Different data representations have been used by the publications in Table 7, depending on the HAR applications and sensors. Inertial measurements recorded by sensors integrated in IMUs are deployed, in general, for solving HAR. Usually, more than three devices are set on the human body, e.g., on the hands, legs, head, and torso. Differently, the authors of [44,82,91] recorded acceleration measurements from only one device, which is placed on the waist. The authors of [52,75,79] proposed using the magnitude of the acceleration vector from the three components x, y, and z. The authors of [86] used the logarithm magnitude of a two-dimensional Discrete Fourier Transform of IMU signals. They proposed utilising this magnitude as an image input for a CNN.

Otherwise, the local human joint poses have also been used for HAR. In this case, Optical Motion Capturing (OMOCAP) or devices such as Kinect were deployed. In [54], the authors represented OMOCap data by using 3D-joint positions and rotations specifying a posture. The authors divided the human joints into five groups, according to the main human body parts. In [85], the authors ofterpreted the joint positions and orientations of OMOCap data as multichannel time series, where each joint pose per component x, y, and z, is considered individually. This approach is similar to how acceleration data are handled. The authors of [81] used the quaternions and Euler angles representations, along with their velocities, and accelerations of human joints as input data. This also can be seen as a geometrical and parametric representation of the joint poses.
= = = = =
## Goal 1:
According to the passage, where on the body is the one device placed when acceleration is recorded from only a single device?

## Extracted entries:
= = = = =
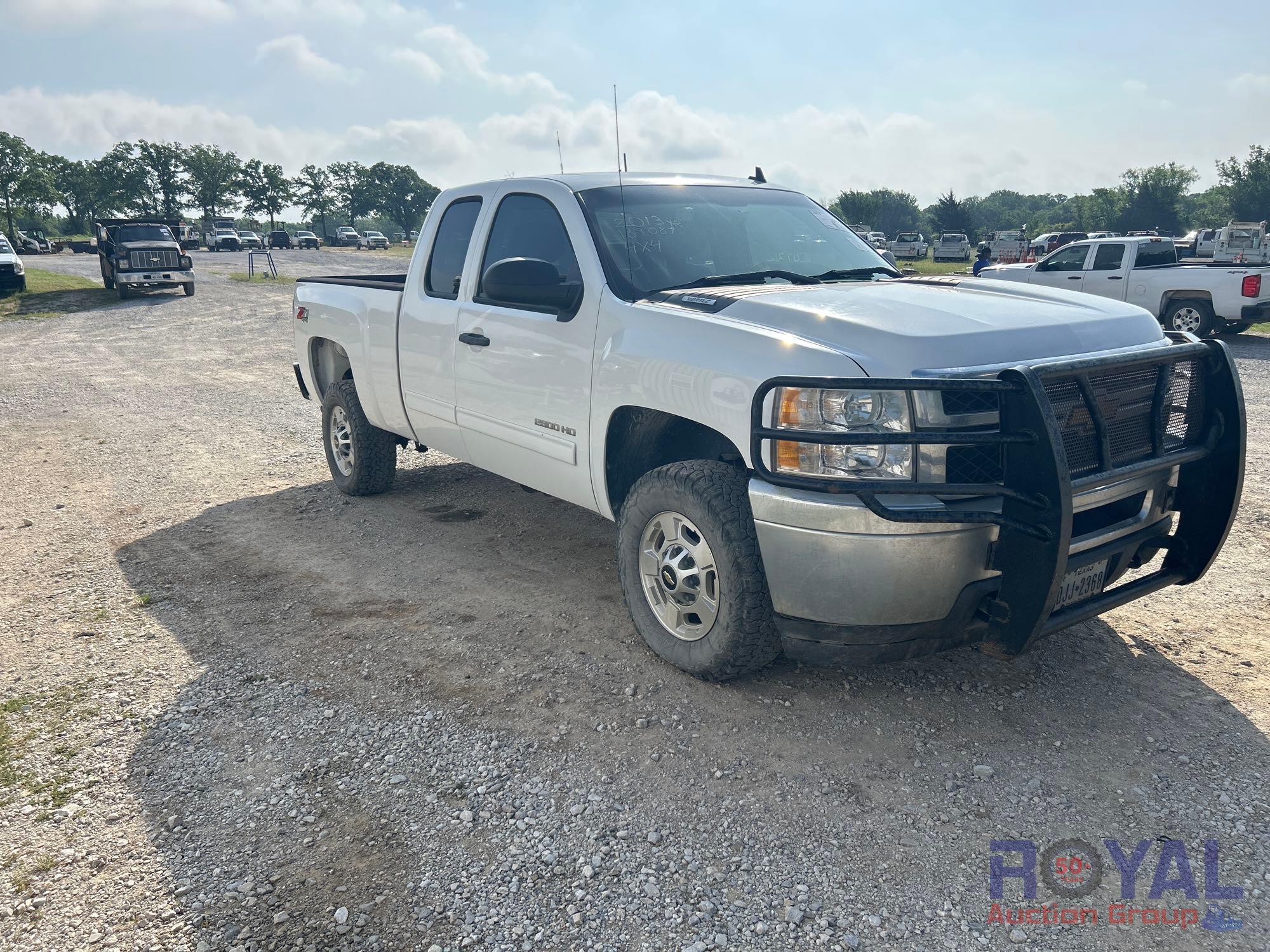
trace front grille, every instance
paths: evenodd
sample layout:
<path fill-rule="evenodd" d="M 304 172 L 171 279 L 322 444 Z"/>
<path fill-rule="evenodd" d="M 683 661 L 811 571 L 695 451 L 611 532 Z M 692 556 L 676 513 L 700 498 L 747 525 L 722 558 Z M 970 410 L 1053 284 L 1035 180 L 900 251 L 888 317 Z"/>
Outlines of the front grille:
<path fill-rule="evenodd" d="M 155 270 L 163 268 L 179 268 L 180 253 L 168 248 L 155 251 L 128 251 L 128 264 L 136 270 Z"/>
<path fill-rule="evenodd" d="M 1085 376 L 1086 388 L 1073 376 L 1044 383 L 1063 439 L 1072 479 L 1128 466 L 1153 456 L 1191 446 L 1200 439 L 1204 391 L 1196 360 L 1179 360 L 1160 383 L 1161 364 L 1143 364 Z M 998 406 L 996 393 L 944 391 L 949 415 L 988 413 Z M 1102 458 L 1090 400 L 1106 429 L 1109 458 Z M 947 482 L 999 482 L 1005 461 L 999 446 L 950 446 Z"/>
= = = = =
## Goal 2:
Copy the rows from the first one through the line containing "155 270 L 163", changing "front grille" to "radiator grille" and leaving everything else the same. Don't include the pictures.

## Final answer 1:
On the waist.

## Final answer 2:
trace radiator grille, every instance
paths: evenodd
sample layout:
<path fill-rule="evenodd" d="M 304 172 L 171 279 L 322 444 Z"/>
<path fill-rule="evenodd" d="M 683 661 L 811 571 L 695 451 L 611 532 Z M 692 556 L 676 513 L 700 498 L 747 525 L 722 558 Z M 970 410 L 1053 284 L 1035 180 L 900 251 L 888 317 Z"/>
Outlines of the radiator grille:
<path fill-rule="evenodd" d="M 155 270 L 163 268 L 179 268 L 180 253 L 168 248 L 155 251 L 128 251 L 128 264 L 136 270 Z"/>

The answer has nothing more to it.